#### [TASK DETAILS]
Pick out and copy each line of the rows below that contains the word "statue". Letter case matters.

(Items taken from a data source)
· · · · ·
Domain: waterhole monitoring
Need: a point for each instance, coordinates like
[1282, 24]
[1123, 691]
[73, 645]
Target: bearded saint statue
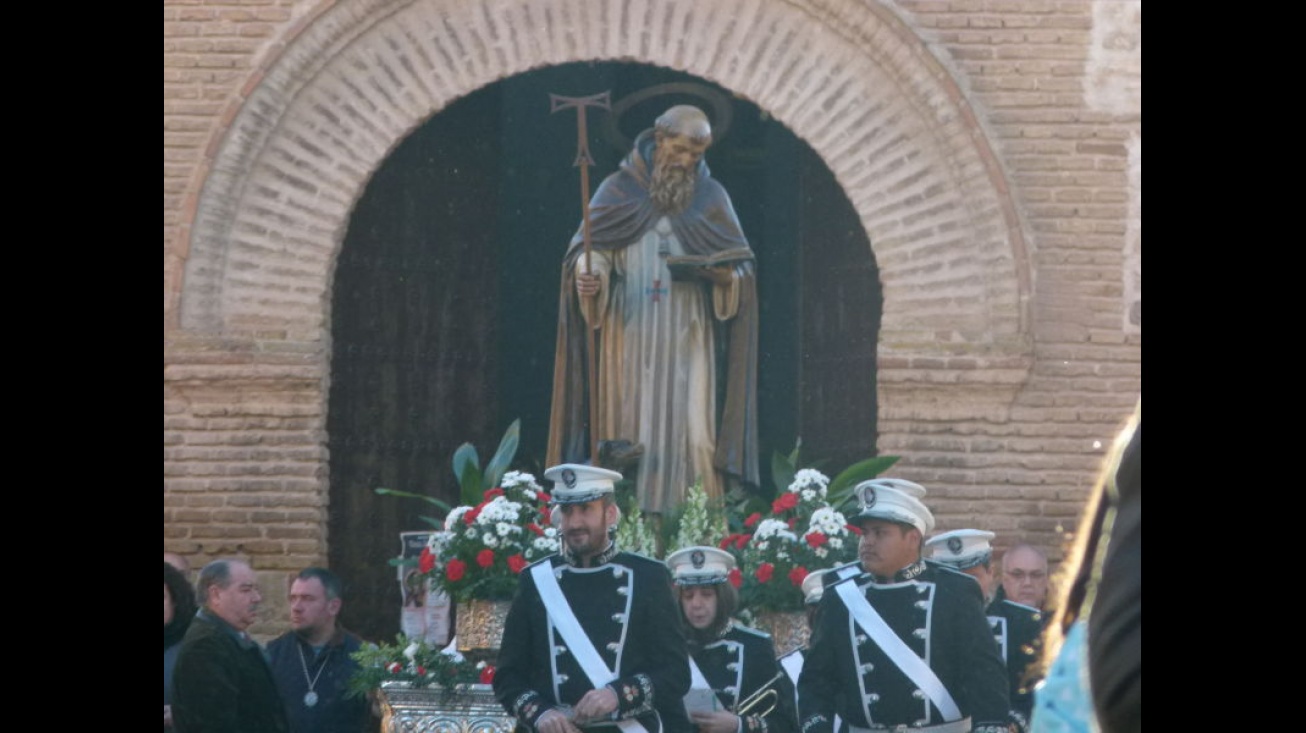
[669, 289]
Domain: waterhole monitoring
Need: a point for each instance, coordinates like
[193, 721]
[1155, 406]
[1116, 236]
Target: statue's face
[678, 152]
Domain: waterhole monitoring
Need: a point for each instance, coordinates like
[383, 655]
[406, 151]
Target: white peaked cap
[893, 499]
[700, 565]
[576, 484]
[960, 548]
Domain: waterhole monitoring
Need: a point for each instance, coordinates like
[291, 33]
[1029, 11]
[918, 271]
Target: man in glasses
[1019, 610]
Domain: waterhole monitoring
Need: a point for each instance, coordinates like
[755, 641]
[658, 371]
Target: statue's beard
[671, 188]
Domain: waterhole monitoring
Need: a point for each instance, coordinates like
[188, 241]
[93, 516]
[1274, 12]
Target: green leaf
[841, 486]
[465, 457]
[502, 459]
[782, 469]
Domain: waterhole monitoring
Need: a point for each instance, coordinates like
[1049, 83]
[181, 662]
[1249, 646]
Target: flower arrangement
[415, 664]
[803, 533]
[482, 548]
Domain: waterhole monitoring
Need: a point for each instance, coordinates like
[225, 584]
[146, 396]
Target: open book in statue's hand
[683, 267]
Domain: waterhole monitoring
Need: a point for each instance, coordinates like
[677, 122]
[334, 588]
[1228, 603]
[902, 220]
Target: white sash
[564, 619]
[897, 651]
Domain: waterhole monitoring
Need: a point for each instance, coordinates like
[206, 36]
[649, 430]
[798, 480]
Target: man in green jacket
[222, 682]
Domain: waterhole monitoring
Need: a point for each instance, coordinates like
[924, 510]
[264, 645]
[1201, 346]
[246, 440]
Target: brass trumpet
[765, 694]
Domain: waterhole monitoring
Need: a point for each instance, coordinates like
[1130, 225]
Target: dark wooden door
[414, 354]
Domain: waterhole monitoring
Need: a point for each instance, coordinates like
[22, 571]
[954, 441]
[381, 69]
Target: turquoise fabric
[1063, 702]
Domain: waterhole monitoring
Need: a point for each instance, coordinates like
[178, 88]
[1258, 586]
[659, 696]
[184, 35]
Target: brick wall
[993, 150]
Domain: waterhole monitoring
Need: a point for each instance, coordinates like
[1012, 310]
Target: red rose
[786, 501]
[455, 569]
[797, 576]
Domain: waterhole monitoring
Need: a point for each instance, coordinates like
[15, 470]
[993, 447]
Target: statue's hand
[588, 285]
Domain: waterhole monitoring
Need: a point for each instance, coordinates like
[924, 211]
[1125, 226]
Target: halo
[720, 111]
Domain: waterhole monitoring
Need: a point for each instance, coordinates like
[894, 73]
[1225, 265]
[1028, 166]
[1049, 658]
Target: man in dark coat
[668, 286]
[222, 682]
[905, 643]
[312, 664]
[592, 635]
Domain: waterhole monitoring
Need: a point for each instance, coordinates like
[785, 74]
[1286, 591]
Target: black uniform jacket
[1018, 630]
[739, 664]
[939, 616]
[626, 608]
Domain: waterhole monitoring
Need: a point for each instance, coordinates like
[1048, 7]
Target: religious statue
· · · · ·
#### [PROBLEM SOLUTION]
Target: bearded saint statue
Target: statue's face
Target: statue's beard
Target: open book in statue's hand
Target: statue's hand
Target: religious statue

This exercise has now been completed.